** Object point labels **
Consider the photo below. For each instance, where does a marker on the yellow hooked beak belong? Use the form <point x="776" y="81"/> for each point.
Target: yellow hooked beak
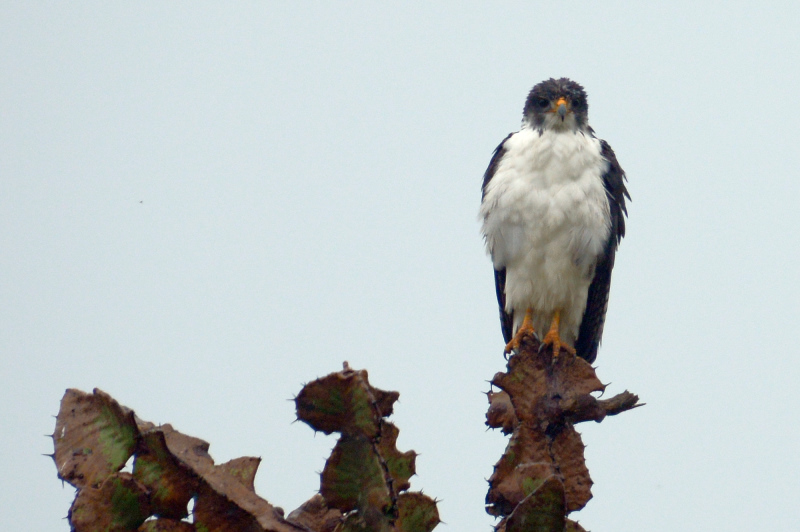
<point x="561" y="108"/>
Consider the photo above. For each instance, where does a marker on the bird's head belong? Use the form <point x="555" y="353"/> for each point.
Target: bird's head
<point x="557" y="104"/>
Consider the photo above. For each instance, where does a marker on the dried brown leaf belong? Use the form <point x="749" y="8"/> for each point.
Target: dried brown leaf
<point x="94" y="437"/>
<point x="166" y="525"/>
<point x="542" y="511"/>
<point x="567" y="450"/>
<point x="316" y="515"/>
<point x="501" y="413"/>
<point x="416" y="513"/>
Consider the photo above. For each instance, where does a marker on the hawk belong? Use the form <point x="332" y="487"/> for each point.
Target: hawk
<point x="553" y="207"/>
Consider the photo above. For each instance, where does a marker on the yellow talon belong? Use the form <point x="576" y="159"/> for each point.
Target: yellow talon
<point x="525" y="328"/>
<point x="553" y="339"/>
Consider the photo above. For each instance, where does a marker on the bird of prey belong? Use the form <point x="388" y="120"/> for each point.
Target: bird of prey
<point x="552" y="206"/>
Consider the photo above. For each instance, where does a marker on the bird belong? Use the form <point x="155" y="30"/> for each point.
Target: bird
<point x="553" y="215"/>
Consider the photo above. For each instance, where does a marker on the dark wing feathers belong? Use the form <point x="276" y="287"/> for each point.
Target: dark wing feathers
<point x="594" y="317"/>
<point x="506" y="319"/>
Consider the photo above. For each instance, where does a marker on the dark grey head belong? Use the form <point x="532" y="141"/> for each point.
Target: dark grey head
<point x="557" y="104"/>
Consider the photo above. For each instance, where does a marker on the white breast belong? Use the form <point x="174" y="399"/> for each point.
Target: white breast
<point x="546" y="220"/>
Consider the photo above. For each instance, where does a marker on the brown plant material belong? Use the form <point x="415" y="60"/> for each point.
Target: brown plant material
<point x="166" y="525"/>
<point x="315" y="514"/>
<point x="363" y="486"/>
<point x="119" y="503"/>
<point x="541" y="399"/>
<point x="95" y="437"/>
<point x="366" y="476"/>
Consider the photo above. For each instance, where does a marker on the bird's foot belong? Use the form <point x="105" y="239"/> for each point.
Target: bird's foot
<point x="554" y="340"/>
<point x="525" y="328"/>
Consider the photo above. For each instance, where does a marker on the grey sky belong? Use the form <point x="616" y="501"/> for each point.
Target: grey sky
<point x="204" y="206"/>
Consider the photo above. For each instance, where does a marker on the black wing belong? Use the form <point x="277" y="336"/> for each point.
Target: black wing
<point x="594" y="317"/>
<point x="506" y="319"/>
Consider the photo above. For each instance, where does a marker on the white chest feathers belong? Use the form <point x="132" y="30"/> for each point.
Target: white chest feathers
<point x="546" y="219"/>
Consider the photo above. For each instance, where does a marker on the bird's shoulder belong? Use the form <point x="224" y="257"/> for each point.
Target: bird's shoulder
<point x="497" y="155"/>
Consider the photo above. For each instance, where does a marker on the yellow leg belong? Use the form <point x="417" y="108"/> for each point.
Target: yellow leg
<point x="525" y="328"/>
<point x="553" y="339"/>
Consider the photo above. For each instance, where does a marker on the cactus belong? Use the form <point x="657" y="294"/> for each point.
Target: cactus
<point x="540" y="479"/>
<point x="363" y="484"/>
<point x="542" y="476"/>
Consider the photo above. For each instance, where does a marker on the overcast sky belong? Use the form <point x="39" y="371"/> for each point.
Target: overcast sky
<point x="204" y="206"/>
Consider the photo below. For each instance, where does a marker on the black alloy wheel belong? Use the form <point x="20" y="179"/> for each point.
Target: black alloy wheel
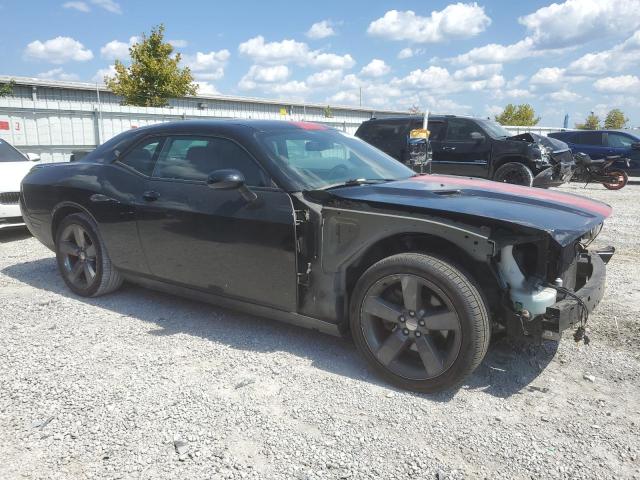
<point x="78" y="256"/>
<point x="419" y="321"/>
<point x="411" y="326"/>
<point x="82" y="258"/>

** WRITTEN REQUEST **
Apart from the pictures, the entries above are to be repeated in full and exactly.

** TASK SOLUTION **
Consider the photo below. For each instance, where does a marker on the yellow hooked beak belong? Use the form <point x="776" y="81"/> for each point.
Target: yellow hooked beak
<point x="561" y="108"/>
Consider the photo above. For each instance, where does a marker on the bird's head belong? Use the form <point x="555" y="353"/> for each point.
Target: bird's head
<point x="557" y="104"/>
Consider the photo above. For each instance, where does a marker on the dried brown leaf belong? Use the form <point x="749" y="8"/> for each point.
Target: dried brown leaf
<point x="94" y="437"/>
<point x="166" y="525"/>
<point x="542" y="511"/>
<point x="567" y="450"/>
<point x="316" y="515"/>
<point x="501" y="413"/>
<point x="416" y="513"/>
Consider the photo above. For each instance, where does a marker on the hawk belong? Use the form <point x="332" y="487"/> for each point.
Target: hawk
<point x="553" y="207"/>
Consider the photo above. For each instance, where does a marker on the yellow talon belong? Use the form <point x="576" y="159"/> for each point.
Target: yellow talon
<point x="525" y="328"/>
<point x="553" y="339"/>
Consider the photo above. For each instance, where does a marker on the bird of prey belong? Use the form <point x="388" y="120"/> for each point.
Target: bird of prey
<point x="552" y="206"/>
Consider the photo above. For each instance, where does a marker on the bird belong? Use the form <point x="155" y="30"/> for each point.
Target: bird
<point x="553" y="215"/>
Consider the photo above. For each instance, where does a marker on the dark wing feathers belong? Use the form <point x="276" y="287"/> for each point.
Target: dark wing feathers
<point x="594" y="317"/>
<point x="506" y="319"/>
Consider the photo above. For each instance, where does a marker on the dark grey head belong? Use the form <point x="532" y="141"/> for each point.
Target: dark grey head
<point x="557" y="104"/>
Consider the photo above. For each instance, where does a marker on the white breast belong? Use the form <point x="174" y="399"/> for each point.
Target: white breast
<point x="546" y="220"/>
Consider the photo above. For each instance, where does a marker on the brown plant material belong? Use the form <point x="415" y="60"/> for each point.
Target: brown plant material
<point x="166" y="525"/>
<point x="315" y="514"/>
<point x="363" y="486"/>
<point x="119" y="503"/>
<point x="541" y="399"/>
<point x="95" y="437"/>
<point x="366" y="476"/>
Consider the photo above. For each instance, where does a marker on the bird's foot belong? Use the form <point x="105" y="239"/> for each point.
Target: bird's foot
<point x="554" y="340"/>
<point x="525" y="328"/>
Consider the photo above. For each instance, where does a marker on the grey sky belong? Use the form <point x="616" y="501"/> for each point.
Target: grey sky
<point x="204" y="206"/>
Consider the photo above. For each instance, where does a marker on the black wing belong? Use the form <point x="277" y="336"/> for each point.
Target: black wing
<point x="594" y="317"/>
<point x="506" y="319"/>
Consider the photo above. For each instance, where does a marker on the white chest feathers belong? Use the form <point x="132" y="30"/> for each point.
Target: white chest feathers
<point x="546" y="219"/>
Consider the photo above. For each instance, where does a marker on the bird's shoulder belong? Use the form <point x="224" y="257"/> for each point.
Target: bird's shoulder
<point x="497" y="155"/>
Consider the photo above. For each instance, where does a marker on the yellow leg belong? Use the form <point x="417" y="108"/> for each point.
Target: yellow leg
<point x="525" y="328"/>
<point x="553" y="339"/>
Consider the photo above. For each instance, where does a marker on the cactus belong? Use the form <point x="657" y="294"/> for each point.
Target: cactus
<point x="540" y="479"/>
<point x="363" y="484"/>
<point x="542" y="476"/>
Consider the photo above. For each instance, where does a marker on the overcast sky belong? Use the form <point x="39" y="371"/> for each point.
Target: overcast sky
<point x="204" y="206"/>
Consider the photo below. For each instance, where does a marker on the black alloy wheel belong? Use the form <point x="20" y="179"/> for each point.
Target: black alloy wheel
<point x="78" y="256"/>
<point x="419" y="321"/>
<point x="411" y="326"/>
<point x="82" y="258"/>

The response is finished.